What you have to do – Reproduce the lines below word for word, with no changes.

─── Material for the task

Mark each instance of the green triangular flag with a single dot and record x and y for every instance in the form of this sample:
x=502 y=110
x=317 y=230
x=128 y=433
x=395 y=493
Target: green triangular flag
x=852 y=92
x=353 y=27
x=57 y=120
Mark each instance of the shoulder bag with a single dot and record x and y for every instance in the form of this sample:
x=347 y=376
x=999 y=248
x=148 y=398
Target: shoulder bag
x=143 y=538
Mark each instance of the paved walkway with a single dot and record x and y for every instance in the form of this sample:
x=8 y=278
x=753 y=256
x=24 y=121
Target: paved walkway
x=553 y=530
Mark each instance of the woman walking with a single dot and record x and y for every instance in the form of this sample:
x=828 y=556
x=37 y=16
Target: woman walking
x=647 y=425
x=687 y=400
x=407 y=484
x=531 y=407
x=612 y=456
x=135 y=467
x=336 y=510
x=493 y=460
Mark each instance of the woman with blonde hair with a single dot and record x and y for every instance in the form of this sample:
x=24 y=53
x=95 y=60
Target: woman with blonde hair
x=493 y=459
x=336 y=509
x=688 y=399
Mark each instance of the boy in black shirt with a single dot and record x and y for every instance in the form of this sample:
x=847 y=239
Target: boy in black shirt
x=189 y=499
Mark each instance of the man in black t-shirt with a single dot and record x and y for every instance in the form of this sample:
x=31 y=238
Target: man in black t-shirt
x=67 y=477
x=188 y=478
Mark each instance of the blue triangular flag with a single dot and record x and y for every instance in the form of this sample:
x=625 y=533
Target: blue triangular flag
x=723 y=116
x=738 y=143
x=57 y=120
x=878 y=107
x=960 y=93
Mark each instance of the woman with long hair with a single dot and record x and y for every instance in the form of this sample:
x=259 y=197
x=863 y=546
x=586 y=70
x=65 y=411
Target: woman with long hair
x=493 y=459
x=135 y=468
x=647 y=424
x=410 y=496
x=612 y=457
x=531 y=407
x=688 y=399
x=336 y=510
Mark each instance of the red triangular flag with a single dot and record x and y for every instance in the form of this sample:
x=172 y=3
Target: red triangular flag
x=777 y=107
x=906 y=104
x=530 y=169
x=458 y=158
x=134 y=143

──────

Result of the exercise –
Mark each instance of the green triangular flag with a single dot and record x and y for every instance in the form of this sample:
x=502 y=110
x=317 y=230
x=128 y=433
x=395 y=493
Target: green triangular flag
x=852 y=92
x=353 y=27
x=57 y=120
Mark each instance of the shoulder bag with a single dot and record x and y for every instance in the form of this sample:
x=347 y=376
x=999 y=248
x=148 y=398
Target: shoulder bag
x=143 y=538
Mark each instance of the paved walkway with a single dot and record x and y for every instance in the form of this sample:
x=8 y=278
x=753 y=256
x=24 y=121
Target: paved walkway
x=553 y=530
Mark each instance of the woman walking with a single dot and record x and y for every instance in the form of this sample:
x=828 y=556
x=37 y=16
Target: woman walking
x=647 y=425
x=687 y=400
x=407 y=484
x=531 y=407
x=612 y=456
x=135 y=467
x=336 y=510
x=493 y=460
Mark each instance of the woman with blonde hair with a single dot and record x and y for every instance in the form of this sample:
x=24 y=53
x=95 y=60
Target: woman with blonde hair
x=493 y=459
x=336 y=509
x=688 y=399
Mark each instance of the boy in black shirt with a single dot and record x and y for every instance in the form of this sample:
x=847 y=239
Target: boy in black shirt
x=189 y=499
Mark each instance of the man in black t-shirt with a single dot and record x and y for every instance in the form of this sample:
x=31 y=238
Target: man in black t-shirt
x=67 y=477
x=188 y=478
Mark each instance of the blue triangular flag with a single dot and record x and y for every instance in the form of this sample:
x=625 y=533
Target: blue triangular flag
x=723 y=116
x=738 y=143
x=57 y=120
x=878 y=107
x=960 y=93
Mark each instance of the woman with long hair with a single dot and record x and y for every instance in the form of this sample:
x=259 y=197
x=863 y=546
x=586 y=70
x=65 y=411
Target: woman with long hair
x=493 y=459
x=135 y=468
x=647 y=424
x=410 y=496
x=612 y=457
x=531 y=407
x=688 y=399
x=336 y=510
Mark each instance of the red triangular flag with a single dot and record x and y for every instance in the form of this sample:
x=172 y=3
Target: red triangular flag
x=777 y=107
x=906 y=104
x=530 y=169
x=458 y=158
x=134 y=143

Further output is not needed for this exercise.